Aufgabenstellung:
(1) Gib alle Zeilen aus den Datensatzauszügen zum Zeigen auf Objekte wortgetreu wieder, lass dabei aber die Bilder weg.
(2) Setze den Text über den Geburtstagsbesuch im Anschluss an seinen letzten Satz fort.

Ausgangsdokument:
+ + + + + + +

Editorial im Evangelischen Sonntagsblatt aus Bayern von Inge Wollschläger

Wir suchen sehr sorgfältig eine Blumenvase für meinen kleinen Blumenstrauß aus. Auf dem Tisch liegen zwei Glückwunschkarten. Eine von mir, die andere von einer Bekannten aus der Kirchengemeinde. „Ich dachte ja, ich habe erst morgen Geburtstag!“, sagt sie und fährt sanft mit dem Finger die aufgeprägten Blumen auf der Karte nach. „Das hier ist Schierling. Den haben wir Kinder immer gesammelt.“

Sie erzählt von früher. Als ihre Groß-mutter immer einen „Gesundheitskuchen“ buk, den sie zum Geburtstag anschneiden und noch vor der Schule ein Stück
essen durfte – der Rest blieb für die Großmutter und ihre nachmittäglichen Gäste, denn beide teilten sich den Geburtstag. Wir rechnen aus, dass „Oma Anna“ 142 Jahre alt sein würde. Wir bewundern die hübschen Blumen und schauen gemeinsam alte Fotos an.

+ + + + + + +

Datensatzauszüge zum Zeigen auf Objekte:
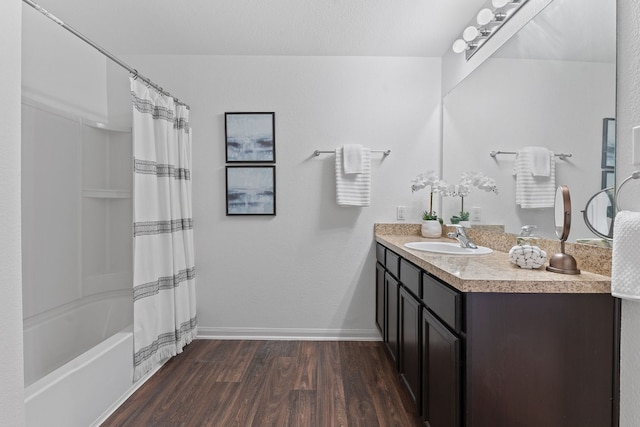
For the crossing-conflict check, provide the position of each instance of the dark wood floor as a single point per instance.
(272, 383)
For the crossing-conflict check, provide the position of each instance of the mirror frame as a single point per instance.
(587, 222)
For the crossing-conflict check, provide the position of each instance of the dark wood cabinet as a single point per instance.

+ + + + + + +

Antworten nacheinander:
(1)
For the crossing-conflict check, provide the position of each instance of the dark wood floor as a single point per instance.
(272, 383)
For the crossing-conflict check, provide the position of each instance of the mirror frame as a single point per instance.
(587, 222)
For the crossing-conflict check, provide the position of each instance of the dark wood cabinet as a single point per instance.

(2)
Es gibt keine weiteren Gratulanten an dem Tag. Die meisten in ihrem 88-jährigen Leben sind „schon in der Ewigkeit“ und werden mit einem tiefen Seufzen vermisst. Es gibt keinen Kuchen und wäre ich nicht gekommen: Der Tag wäre vorbeigegangen, wie eben jeder Tag vergeht. 

Abends besuchte ich meinen Vater, der ebenfalls Geburtstag hat. Es wird ein bisschen eng, als der Kirchenchor anrückt und anschließend der große Posaunenchor sich seinen Platz sucht (danke an dieser Stelle dem Kirchen- und Posaunenchor Leuzenbronn. Ihr wart großartig!). Das halbe Dorf – so scheint es – ist gekommen, um Glückwünsche, Geschenke und Wertschätzung zu überbringen. Es wird musiziert und es werden Reden gehalten. Mein Vater steht inmitten dieser Wolke des Miteinanders und Wohlwollens.

Für mich ist es an diesem Tag ein absolutes Kontrastprogramm, das ich da erlebte. Zwei Stunden zuvor Einsamkeit und ein Abgeschiedensein von der Welt – und nun mittendrin im Leben.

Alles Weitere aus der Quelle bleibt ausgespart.